▸ **Given text**:
# # #

This web page was produced as an assignment for Genetics 564, an undergraduate course at UW-Madison.
Specific Aims
Schizophrenia is a complex disease, meaning that the development of this disease is associated with multiple gene as well as environmental factors. Due to its complex nature, schizophrenia has a wide variety of symptoms, including communication and brain stress.6,7 Although the exact cause(s) of schizophrenia remain unknown, mutations in the Topoisomerase 3 Beta (TOP3B) gene has been shown to increase the risk of schizophrenia.2 The main function of topoisomerases, such as TOP3B, is to unwind highly condensed DNA to make small segments of DNA accessible so that processes such as DNA replication can occur.3 Due to its important interactions with DNA, TOP3B is highly conserved in organisms ranging from mammals to plants. The TOP3β protein has also recently been found to directly bind RNA and associated proteins.4 However, the pathways that TOP3β influences through RNA and protein binding remains unknown.
Here, we will test the hypothesis that wildtype TOP3β directly binds proteins and RNAs that are involved in stress pathways and that these are interrupted when TOP3B is mutated. This idea is supported by recent findings that TOP3β localizes to cytoplasmic compartments containing specific RNAs following cellular stress.4 TOP3β was also directly binds to TDRD3, a protein that plays a role in the formation of RNA stress granules, aggregates of RNA formed when the cell in under stress.4,8,9 In addition, TOP3β directly binds FMRP, a protein that also moves to stress granules following stress.4,1 These findings suggest the involvement of TOP3β in stress pathways, but the mechanism of such involvement remains unclear. The primary goal of this research is determine the function of TOP3β in schizophrenia related pathways, such as the stress pathway. The long-term goal is to improve our understanding the relationship between TOP3B and schizophrenia on a cellular level.
Specific Aim: To identify functional similarities among organisms with complex and basic nervous system. Hypothesis: There will be a functional similarity among these organisms correlated to important pathways related to schizophrenic symptoms that TOP3β affects. Approach: To perform a MEME motif search between Homo sapiens, C. elegans, Arabidopsis thaliana, and Oryza sativa. This group was chosen due to the varying degrees of neuronal development. The recovered motifs will then be analyzed for GO terms in GOMO.
Specific Aim: To identify novel protein interactions of TOP3β in the nervous system. Hypothesis: TOP3β will interact with proteins involved in stress pathways. Approach: To Perform Tandem Affinity Purification (TAP) with TOP3β as the protein of interest in C. elegans. Mass Spectrometry (MS) will be performed on individual bands after SDS-PAGE and in-gel trypsin digest. Brain-specific interacting proteins, found through cellular component Gene Ontology (GO) terms, will be analyzed and compared to the GO terms found in the first aim. C. elegans is an ideal organism for this proteomic study due to its sequenced genome and simple neural network.

# # #

▸ **Provided records**:
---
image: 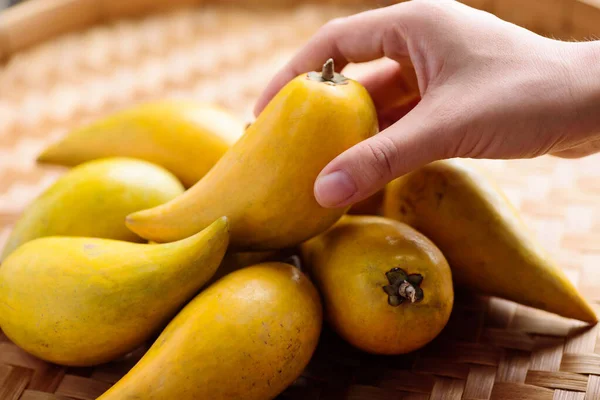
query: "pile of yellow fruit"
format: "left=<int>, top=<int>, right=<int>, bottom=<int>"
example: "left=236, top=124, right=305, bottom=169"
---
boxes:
left=0, top=62, right=596, bottom=400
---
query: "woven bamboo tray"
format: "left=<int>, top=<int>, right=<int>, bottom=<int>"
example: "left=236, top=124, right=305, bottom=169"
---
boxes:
left=0, top=0, right=600, bottom=400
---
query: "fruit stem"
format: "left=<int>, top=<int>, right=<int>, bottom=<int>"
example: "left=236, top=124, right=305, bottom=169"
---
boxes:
left=321, top=58, right=335, bottom=81
left=398, top=281, right=417, bottom=303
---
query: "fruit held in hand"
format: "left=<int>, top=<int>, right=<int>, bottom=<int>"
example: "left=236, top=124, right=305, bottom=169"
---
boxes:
left=0, top=217, right=229, bottom=366
left=384, top=159, right=597, bottom=322
left=302, top=215, right=454, bottom=354
left=127, top=63, right=378, bottom=251
left=99, top=263, right=322, bottom=400
left=38, top=100, right=244, bottom=187
left=0, top=158, right=183, bottom=261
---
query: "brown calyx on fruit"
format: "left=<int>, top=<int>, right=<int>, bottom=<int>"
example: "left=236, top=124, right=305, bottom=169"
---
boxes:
left=306, top=58, right=348, bottom=85
left=383, top=267, right=424, bottom=307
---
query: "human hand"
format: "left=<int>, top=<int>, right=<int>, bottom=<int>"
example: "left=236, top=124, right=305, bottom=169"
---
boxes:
left=255, top=0, right=600, bottom=207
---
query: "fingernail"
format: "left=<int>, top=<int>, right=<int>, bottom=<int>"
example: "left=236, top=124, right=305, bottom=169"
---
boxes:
left=315, top=170, right=357, bottom=207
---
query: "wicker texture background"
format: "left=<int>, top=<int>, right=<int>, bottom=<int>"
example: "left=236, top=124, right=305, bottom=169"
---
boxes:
left=0, top=0, right=600, bottom=400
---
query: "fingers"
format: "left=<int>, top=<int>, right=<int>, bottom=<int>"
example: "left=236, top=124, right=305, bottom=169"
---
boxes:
left=254, top=2, right=410, bottom=115
left=314, top=103, right=446, bottom=207
left=357, top=59, right=420, bottom=114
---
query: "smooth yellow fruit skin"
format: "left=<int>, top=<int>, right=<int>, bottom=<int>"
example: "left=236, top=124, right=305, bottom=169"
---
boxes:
left=37, top=100, right=244, bottom=187
left=99, top=263, right=322, bottom=400
left=127, top=70, right=378, bottom=251
left=0, top=217, right=229, bottom=366
left=384, top=159, right=597, bottom=322
left=0, top=158, right=184, bottom=261
left=302, top=215, right=454, bottom=354
left=207, top=250, right=283, bottom=285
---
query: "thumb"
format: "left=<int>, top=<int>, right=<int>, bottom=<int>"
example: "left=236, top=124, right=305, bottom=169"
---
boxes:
left=314, top=103, right=447, bottom=207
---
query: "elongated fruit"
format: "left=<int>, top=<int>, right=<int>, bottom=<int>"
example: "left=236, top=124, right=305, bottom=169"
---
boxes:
left=302, top=215, right=454, bottom=354
left=38, top=100, right=244, bottom=187
left=99, top=263, right=322, bottom=400
left=384, top=159, right=597, bottom=322
left=0, top=158, right=183, bottom=260
left=127, top=62, right=377, bottom=251
left=0, top=217, right=229, bottom=366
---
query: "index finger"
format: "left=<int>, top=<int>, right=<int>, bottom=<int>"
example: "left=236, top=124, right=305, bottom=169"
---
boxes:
left=254, top=2, right=411, bottom=115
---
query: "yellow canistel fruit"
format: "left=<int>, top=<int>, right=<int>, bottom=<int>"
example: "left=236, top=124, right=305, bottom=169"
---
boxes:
left=38, top=100, right=244, bottom=187
left=0, top=158, right=184, bottom=261
left=384, top=159, right=597, bottom=322
left=0, top=217, right=229, bottom=366
left=302, top=215, right=454, bottom=354
left=98, top=263, right=322, bottom=400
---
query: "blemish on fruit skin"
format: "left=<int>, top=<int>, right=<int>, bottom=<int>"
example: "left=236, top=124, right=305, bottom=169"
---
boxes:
left=385, top=236, right=399, bottom=246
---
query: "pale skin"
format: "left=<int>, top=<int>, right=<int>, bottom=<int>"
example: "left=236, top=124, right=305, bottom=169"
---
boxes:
left=255, top=0, right=600, bottom=207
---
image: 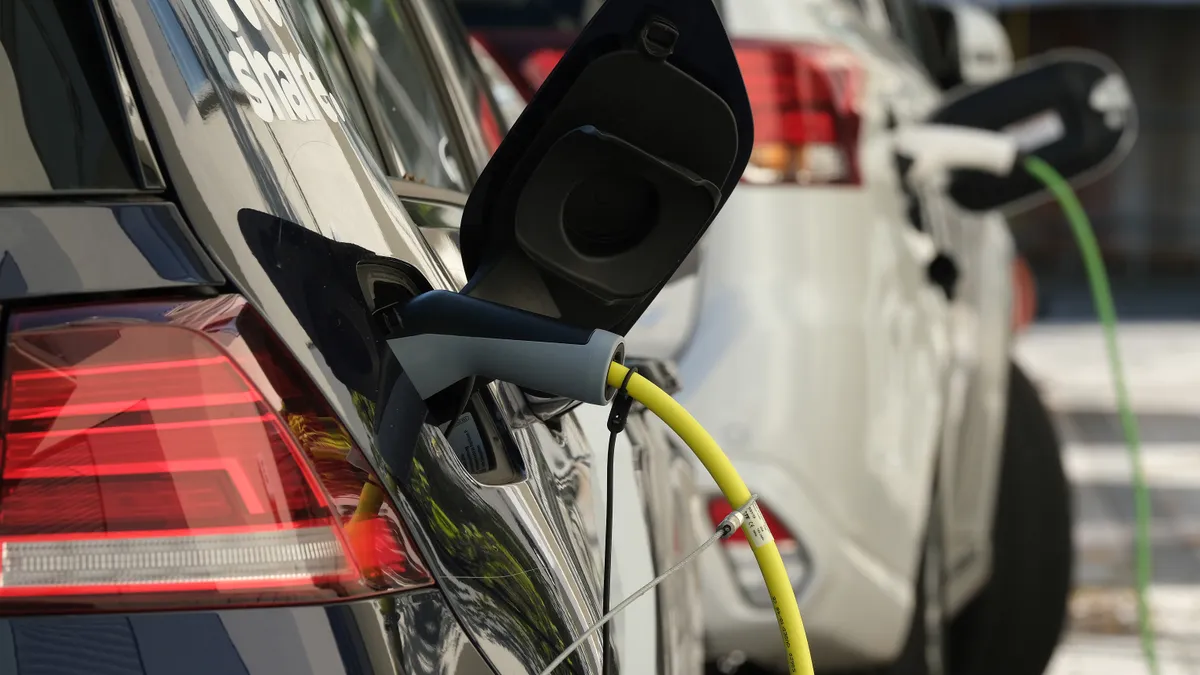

# # #

▸ **Aim of the exercise**: Can you reproduce the stretch of the TOP3B specific aims text from "Specific Aim: To identify novel" through "simple neural network.", word for word?

▸ **Solution to the exercise**:
Specific Aim: To identify novel protein interactions of TOP3β in the nervous system. Hypothesis: TOP3β will interact with proteins involved in stress pathways. Approach: To Perform Tandem Affinity Purification (TAP) with TOP3β as the protein of interest in C. elegans. Mass Spectrometry (MS) will be performed on individual bands after SDS-PAGE and in-gel trypsin digest. Brain-specific interacting proteins, found through cellular component Gene Ontology (GO) terms, will be analyzed and compared to the GO terms found in the first aim. C. elegans is an ideal organism for this proteomic study due to its sequenced genome and simple neural network.